• Extrait choisi:
L’urbanisation et l’aménagement du territoire influencent la façon dont l’eau affecte la société et la société affecte l’eau. Les conséquences les plus sensibles de l’urbanisation sont, entre autres, l’imperméabilisation des sols, les modifications de l’écoulement des eaux (accélération des écoulements, construction d’obstacles à l’écoulement) et l’artificialisation des hydro systèmes.
L’imperméabilisation des sols limite très fortement les possibilités d’infiltration de l’eau. Ce phénomène entraîne en premier lieu une augmentation des volumes d’eau ruisselée et est mis en avant pour expliquer les inondations urbaines. Une conséquence non négligeable de l’imperméabilisation des sols réside dans un manque de réalimentation des nappes souterraines. Il est accentué en cas de pompage dans la même nappe pour l’alimentation de la ville. En plus de l’effet direct sur la diminution de la ressource en eau, la baisse du niveau de la nappe est susceptible d’entraîner un affaissement du sol pouvant atteindre plusieurs mètres, lui-même susceptible de déstructurer les immeubles.
L’accélération à l’écoulement est la deuxième conséquence directe de l’urbanisation ou de l’aménagement des espaces péri urbains. Bien que moins évidente, elle est sans doute beaucoup plus déterminante dans l’augmentation des risques d’inondations. Elle consiste en un accroissement très fort des vitesses d’écoulement. Cet accroissement, dans les zones urbaines, est dû au remplacement d’un réseau hydrographique naturel, parfois non permanent par un réseau d’assainissement souvent surdimensionné. Il est également dû dans les zones péri urbaines au drainage des sols et au ré calibrage des ruisseaux et des fossés. Ce ré calibrage, souvent présenté comme un moyen sûr de lutter contre les inondations, a souvent eu comme origine l’urbanisation du lit mineur du ruisseau, zone naturelle d’expansion de la crue, et donc régulateur du débit à l’aval.
La construction d’obstacles, quant à elle, tient au fait que l’urbanisation s’accompagne toujours de la mise en place d’un réseau de voiries (routes et rues, etc.). Les plus importantes, autoroutes et routes sont souvent construites en surélévation par rapport aux terrains naturels qui les bordent, ou au contraire en tranchée. Ces voies de circulation superposent au relief naturel un ‘’ relief artificiel’’ qui, en particulier dans les zones peu pentues, peut modifier considérablement l’écoulement des eaux superficielles. Elles peuvent constituer de véritables digues lorsqu’elles sont perpendiculaires à la pente, donc aux lignes d’écoulement naturel de l’eau ou devenir de véritables canaux linéaires, parfois pentus en regard d’un bief naturel lorsqu’elles sont dans le sens de la pente. Les écoulements peuvent alors atteindre des vitesses très grandes provoquant des effets dévastateurs.

• Consignes:
a) Recopiez fidèlement tout le passage de l'extrait, depuis « L’accélération à l’écoulement » jusqu'à « débit à l’aval. ».
b) D'après l'extrait, quelle ampleur l'affaissement du sol causé par la baisse du niveau de la nappe peut-il atteindre ?
Le matériel présenté ensuite est indépendant de l'extrait.

• Données fournies:
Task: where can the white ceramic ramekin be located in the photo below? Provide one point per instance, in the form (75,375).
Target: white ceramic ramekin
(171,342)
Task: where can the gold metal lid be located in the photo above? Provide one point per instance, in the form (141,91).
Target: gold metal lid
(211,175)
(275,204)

...

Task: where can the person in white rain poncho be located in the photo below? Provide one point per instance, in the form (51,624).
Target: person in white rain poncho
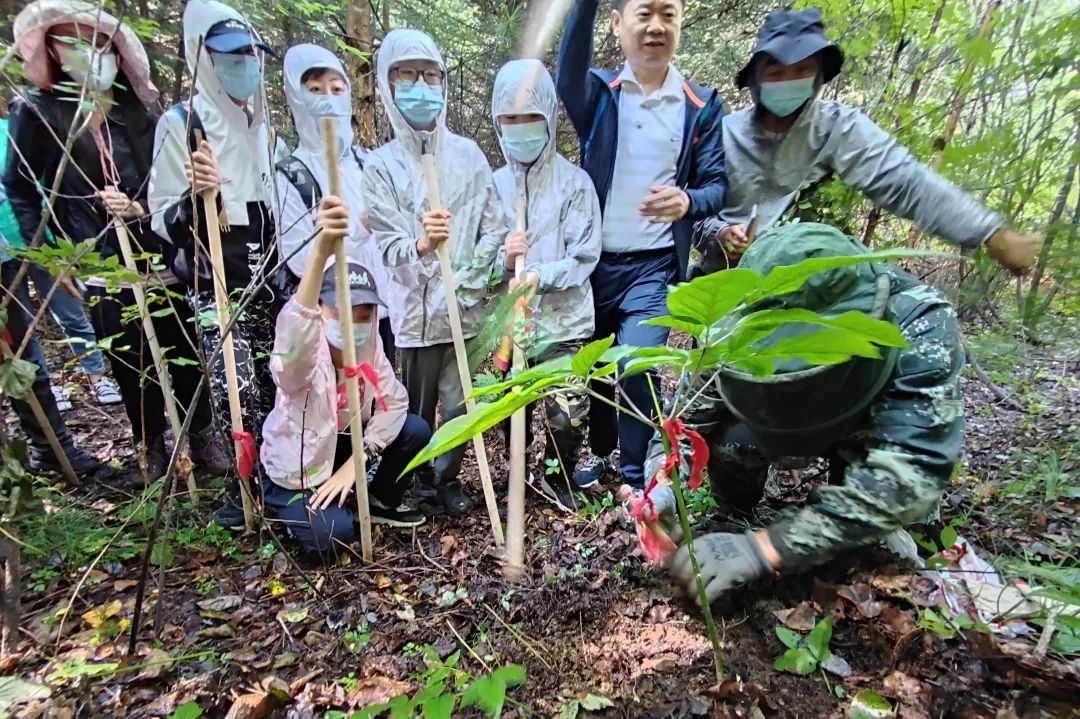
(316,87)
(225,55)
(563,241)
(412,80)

• Corrigé:
a)
L’accélération à l’écoulement est la deuxième conséquence directe de l’urbanisation ou de l’aménagement des espaces péri urbains. Bien que moins évidente, elle est sans doute beaucoup plus déterminante dans l’augmentation des risques d’inondations. Elle consiste en un accroissement très fort des vitesses d’écoulement. Cet accroissement, dans les zones urbaines, est dû au remplacement d’un réseau hydrographique naturel, parfois non permanent par un réseau d’assainissement souvent surdimensionné. Il est également dû dans les zones péri urbaines au drainage des sols et au ré calibrage des ruisseaux et des fossés. Ce ré calibrage, souvent présenté comme un moyen sûr de lutter contre les inondations, a souvent eu comme origine l’urbanisation du lit mineur du ruisseau, zone naturelle d’expansion de la crue, et donc régulateur du débit à l’aval.

b) Il peut atteindre plusieurs mètres.